== Work to do ==
Find every line in the data below that contains the word "coach", and copy each of those lines.

================

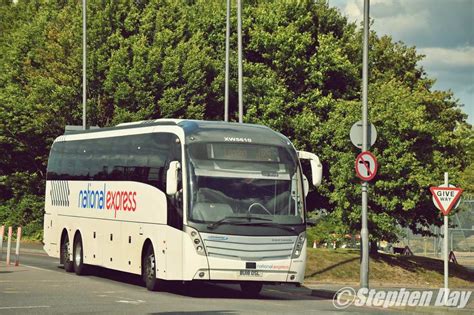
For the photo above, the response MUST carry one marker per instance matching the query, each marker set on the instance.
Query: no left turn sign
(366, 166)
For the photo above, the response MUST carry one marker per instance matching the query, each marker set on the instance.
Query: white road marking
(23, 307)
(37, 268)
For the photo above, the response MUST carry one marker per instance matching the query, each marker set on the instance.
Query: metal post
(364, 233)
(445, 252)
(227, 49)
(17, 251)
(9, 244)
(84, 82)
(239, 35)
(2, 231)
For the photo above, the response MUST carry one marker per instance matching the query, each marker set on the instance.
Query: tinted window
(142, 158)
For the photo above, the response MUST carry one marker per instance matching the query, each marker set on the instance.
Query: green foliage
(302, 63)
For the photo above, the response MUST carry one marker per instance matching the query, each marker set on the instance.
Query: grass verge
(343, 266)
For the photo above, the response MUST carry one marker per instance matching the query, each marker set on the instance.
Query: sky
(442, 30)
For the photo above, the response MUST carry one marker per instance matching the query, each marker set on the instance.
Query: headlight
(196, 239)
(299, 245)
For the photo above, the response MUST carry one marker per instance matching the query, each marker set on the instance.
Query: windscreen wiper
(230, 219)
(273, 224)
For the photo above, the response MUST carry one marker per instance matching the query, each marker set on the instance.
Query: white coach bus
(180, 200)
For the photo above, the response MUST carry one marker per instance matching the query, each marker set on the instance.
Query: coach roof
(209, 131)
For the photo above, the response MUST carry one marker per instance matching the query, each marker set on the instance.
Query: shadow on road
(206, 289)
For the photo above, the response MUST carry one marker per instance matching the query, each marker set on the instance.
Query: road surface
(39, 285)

================

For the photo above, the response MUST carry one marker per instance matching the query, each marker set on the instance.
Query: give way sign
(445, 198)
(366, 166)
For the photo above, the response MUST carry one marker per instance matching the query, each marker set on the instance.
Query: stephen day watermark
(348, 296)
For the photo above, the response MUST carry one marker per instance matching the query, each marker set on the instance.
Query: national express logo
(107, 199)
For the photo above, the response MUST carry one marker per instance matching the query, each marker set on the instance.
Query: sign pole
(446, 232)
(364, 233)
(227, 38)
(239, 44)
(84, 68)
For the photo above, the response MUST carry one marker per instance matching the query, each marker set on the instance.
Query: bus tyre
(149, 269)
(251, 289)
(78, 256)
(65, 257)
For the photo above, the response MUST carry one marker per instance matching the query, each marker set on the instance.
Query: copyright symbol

================

== Response for this exercise ==
Query: white coach bus
Query: coach roof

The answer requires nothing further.